## Texto fuente

20. Eucaristia y Penitencia

En el misterio de la Redención, es decir, de la acción salvífica realizada por Jesucristo, la Iglesia participa en el Evangelio de su Maestro no sólo mediante la fidelidad a la Palabra y por medio del servicio a la verdad, sino igualmente mediante la sumisión, llena de esperanza y de amor, participa en la fuerza de la acción redentora, que él había expresado y concretado en forma sacramental, sobre todo en la Eucaristía. Este es el centro y el vértice de toda la vida sacramental, por medio de la cual cada cristiano recibe la fuerza salvífica de la Redención, empezando por el misterio del Bautismo, en el que somos sumergidos en la muerte de Cristo, para ser partícipes de su Resurrección como enseña el Apóstol. A la luz de esta doctrina, resulta aún más clara la razón por la que toda la vida sacramental de la Iglesia y de cada cristiano alcanza su vértice y su plenitud precisamente en la Eucaristía. En efecto, en este Sacramento se renueva continuamente, por voluntad de Cristo, el misterio del sacrificio, que él hizo de sí mismo al Padre sobre el altar de la Cruz: sacrificio que el Padre aceptó, cambiando esta entrega total de su Hijo que se hizo «obediente hasta la muerte» con su entrega paternal, es decir, con el don de la vida nueva e inmortal en la resurrección, porque el Padre es el primer origen y el dador de la vida desde el principio. Aquella vida nueva, que implica la glorificación corporal de Cristo crucificado, se ha hecho signo eficaz del nuevo don concedido a la humanidad don que es el Espíritu Santo, mediante el cual la vida divina, que el Padre tiene en sí y que da a su Hijo, es comunicada a todos los hombres que están unidos a Cristo.

## Tareas
a - Por favor, traduce al inglés esta oración del texto fuente: «A la luz de esta doctrina, resulta aún más clara la razón por la que toda la vida sacramental de la Iglesia y de cada cristiano alcanza su vértice y su plenitud precisamente en la Eucaristía.»
b - Según el texto fuente, ¿en qué somos sumergidos en el misterio del Bautismo?

## Contenido de datos
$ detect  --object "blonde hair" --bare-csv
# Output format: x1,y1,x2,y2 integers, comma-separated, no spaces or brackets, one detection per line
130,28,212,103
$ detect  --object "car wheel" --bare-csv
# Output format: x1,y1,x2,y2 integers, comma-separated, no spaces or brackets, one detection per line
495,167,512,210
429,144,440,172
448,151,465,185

* * *

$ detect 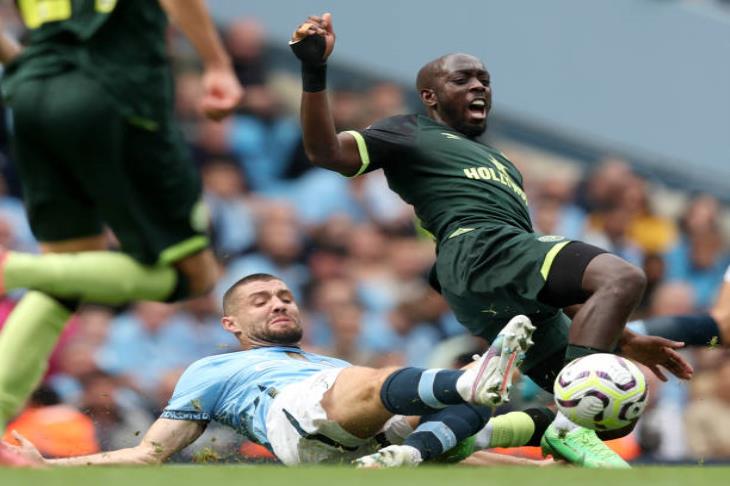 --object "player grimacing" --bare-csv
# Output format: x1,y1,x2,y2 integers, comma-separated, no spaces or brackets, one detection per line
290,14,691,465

## Resultados esperados
a - In the light of this doctrine, the reason why the entire sacramental life of the Church and of each Christian reaches its summit and its fullness precisely in the Eucharist becomes even clearer.

b - En la muerte de Cristo.